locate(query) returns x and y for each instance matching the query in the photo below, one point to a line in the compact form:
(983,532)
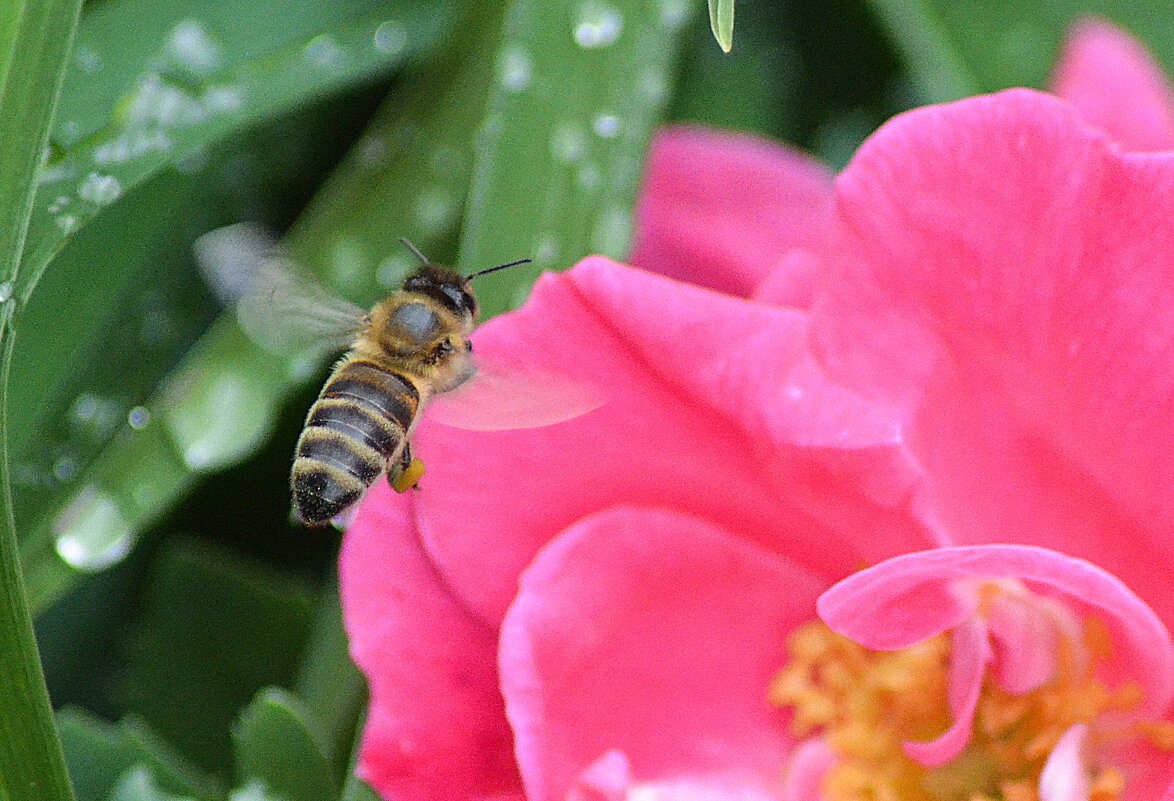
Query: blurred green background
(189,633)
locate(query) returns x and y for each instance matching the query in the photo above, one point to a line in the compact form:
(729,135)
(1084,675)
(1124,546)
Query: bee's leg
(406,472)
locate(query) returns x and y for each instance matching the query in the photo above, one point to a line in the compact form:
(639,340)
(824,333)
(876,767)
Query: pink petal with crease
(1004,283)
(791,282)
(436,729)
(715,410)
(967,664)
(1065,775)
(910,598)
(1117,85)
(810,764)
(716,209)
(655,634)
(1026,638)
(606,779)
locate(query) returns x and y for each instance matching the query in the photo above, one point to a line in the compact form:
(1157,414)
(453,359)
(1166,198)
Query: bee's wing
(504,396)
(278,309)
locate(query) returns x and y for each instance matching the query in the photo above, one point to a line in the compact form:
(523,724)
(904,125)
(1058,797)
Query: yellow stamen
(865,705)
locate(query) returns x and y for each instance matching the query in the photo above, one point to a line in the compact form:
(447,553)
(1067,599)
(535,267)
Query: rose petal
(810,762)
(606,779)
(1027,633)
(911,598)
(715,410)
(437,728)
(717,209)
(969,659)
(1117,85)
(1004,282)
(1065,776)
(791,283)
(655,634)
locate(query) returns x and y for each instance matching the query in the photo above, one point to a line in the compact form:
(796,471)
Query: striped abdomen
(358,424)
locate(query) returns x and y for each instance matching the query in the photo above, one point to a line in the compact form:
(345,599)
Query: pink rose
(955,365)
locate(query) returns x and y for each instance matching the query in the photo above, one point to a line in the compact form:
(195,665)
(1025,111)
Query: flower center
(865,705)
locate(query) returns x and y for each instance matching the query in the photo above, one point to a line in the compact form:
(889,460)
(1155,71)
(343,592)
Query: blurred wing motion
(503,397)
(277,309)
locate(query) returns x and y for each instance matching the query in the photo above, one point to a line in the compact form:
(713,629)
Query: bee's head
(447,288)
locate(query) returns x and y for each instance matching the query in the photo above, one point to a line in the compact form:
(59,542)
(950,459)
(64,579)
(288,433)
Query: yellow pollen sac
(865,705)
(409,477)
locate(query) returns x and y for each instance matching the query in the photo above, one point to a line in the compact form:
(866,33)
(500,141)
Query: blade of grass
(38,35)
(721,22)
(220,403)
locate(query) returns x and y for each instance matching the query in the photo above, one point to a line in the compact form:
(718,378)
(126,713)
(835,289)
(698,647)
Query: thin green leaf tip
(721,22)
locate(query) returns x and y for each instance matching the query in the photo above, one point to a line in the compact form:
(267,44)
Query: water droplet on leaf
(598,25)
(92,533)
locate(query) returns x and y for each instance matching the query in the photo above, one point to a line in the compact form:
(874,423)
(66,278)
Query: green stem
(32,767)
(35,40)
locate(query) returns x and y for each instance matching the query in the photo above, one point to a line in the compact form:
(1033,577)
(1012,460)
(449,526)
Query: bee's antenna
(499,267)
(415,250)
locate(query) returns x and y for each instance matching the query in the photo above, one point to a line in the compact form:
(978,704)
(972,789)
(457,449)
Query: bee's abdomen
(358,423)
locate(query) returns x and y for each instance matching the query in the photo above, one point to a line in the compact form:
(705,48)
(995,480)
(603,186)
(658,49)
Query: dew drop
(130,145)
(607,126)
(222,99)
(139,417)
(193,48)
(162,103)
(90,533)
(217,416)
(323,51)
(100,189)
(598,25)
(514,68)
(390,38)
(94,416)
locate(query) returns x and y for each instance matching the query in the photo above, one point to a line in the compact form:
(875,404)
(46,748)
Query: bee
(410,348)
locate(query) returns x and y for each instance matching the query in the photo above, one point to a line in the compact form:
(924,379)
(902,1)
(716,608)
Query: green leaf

----

-- Task to complete --
What you output must match the data exactly, apart from the pictures, which are left out.

-- Exercise response --
locate(query) returns x and y for each instance matching the query in the photo below, one point to a line in the compact form:
(983,532)
Query: blurred green background
(189,633)
locate(query) returns x and y for each instance matching the query in the photo above, one point to a line in the compact form:
(729,135)
(1084,675)
(1124,546)
Query: bee's leg
(406,472)
locate(query) returns x and y for each instance matching the query in the photo above, one point to a line in the compact form:
(639,340)
(824,333)
(876,767)
Query: pink petal with crease
(1004,283)
(791,282)
(436,729)
(715,410)
(967,664)
(1065,775)
(910,598)
(1117,85)
(810,764)
(716,209)
(655,634)
(1026,638)
(606,779)
locate(query) returns x and y for each instance matching the query in the photo above, one point to a line in the compact form:
(1157,414)
(453,359)
(1166,198)
Query: bee's wing
(504,396)
(278,309)
locate(query) returns x and y for each instance matching the query in the photo above, one point to a line in the compact form:
(523,724)
(904,125)
(1058,797)
Query: yellow stamen
(865,705)
locate(query) returns x and y for each instance matching the query in the photo above, one point to a line in the compact form:
(447,553)
(1067,599)
(535,267)
Query: rose petal
(810,762)
(606,779)
(1027,633)
(911,598)
(715,410)
(437,728)
(717,209)
(969,659)
(1117,85)
(1004,282)
(1065,776)
(791,283)
(655,634)
locate(query) returns x and y for each instance matching the query in the photo above, one point to a line in the compact form:
(796,471)
Query: striped abdomen
(358,424)
locate(query) returns x and y for each instance matching the query in the photo above, one point to a line in the compact form:
(345,599)
Query: pink rose
(955,365)
locate(query) returns x and y for each instance matching the query in the photo above, one point to a line in the compact form:
(195,665)
(1025,111)
Query: flower center
(865,705)
locate(query) returns x and y for each instance matching the query in the photo above, one point to a line in the compact form:
(889,460)
(1155,71)
(343,592)
Query: blurred wing motion
(503,397)
(277,309)
locate(query) returns x and y for each instance matching the query in the photo above, one point to a line in the compact form:
(713,629)
Query: bee's head
(447,288)
locate(query) returns x and y for each instance matching the query in the photo above, one point to a line in the compact form:
(59,542)
(950,459)
(64,579)
(288,433)
Query: yellow pollen sac
(865,705)
(409,477)
locate(query) returns x and y for each instance matching the query in the photo above, one point to a line in the compact form:
(866,33)
(500,141)
Query: blade of grass
(38,35)
(721,22)
(220,403)
locate(query) returns x and y for each instance matching the query in the photo above, one point to a line in the compact form:
(718,378)
(126,713)
(835,289)
(698,647)
Query: thin green leaf tip
(721,22)
locate(query) returns x and y for each instance matching the query in the photo above, one point to a line in the compact form:
(267,44)
Query: water droplet on leaf
(598,25)
(92,533)
locate(query) returns x and y for each instance matching the query in the photo above, one point to a line in the compact form:
(874,423)
(66,278)
Query: green stem
(32,767)
(35,40)
locate(query) returns x and y for each instance matching the query in the photo above, one point to a line in the compact form:
(1033,577)
(1012,460)
(449,526)
Query: bee's antenna
(499,267)
(415,250)
locate(query) returns x and y for each instance matching the query in the photo above, one point to a line in the compact form:
(978,704)
(972,789)
(457,449)
Query: bee's abdomen
(358,423)
locate(query) returns x and y for each instance matching the query in the photo above, one point to a line in the compact form:
(705,48)
(995,480)
(603,186)
(658,49)
Query: dew drop
(130,145)
(607,126)
(222,99)
(139,417)
(193,48)
(162,103)
(90,533)
(217,416)
(323,51)
(100,189)
(598,25)
(514,68)
(390,38)
(94,416)
locate(query) returns x and y for each instance matching the query in the photo above, one point to a line in the compact form:
(875,404)
(46,748)
Query: bee
(410,348)
locate(query) returns x and y for each instance matching the query in the photo above, one point to a line in the compact form:
(924,379)
(902,1)
(716,608)
Query: green leaf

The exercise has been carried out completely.